## Begin RECORDS FOR PROCESSING
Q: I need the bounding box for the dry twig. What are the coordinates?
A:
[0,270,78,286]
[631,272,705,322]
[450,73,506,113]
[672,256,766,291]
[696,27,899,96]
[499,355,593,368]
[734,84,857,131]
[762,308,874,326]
## End RECORDS FOR PROCESSING
▶ **WHAT THE TASK ASKS**
State how many of the rows above contain the string "need", treating uppercase and lowercase as different, and give only the number.

▶ **OUTPUT BELOW**
1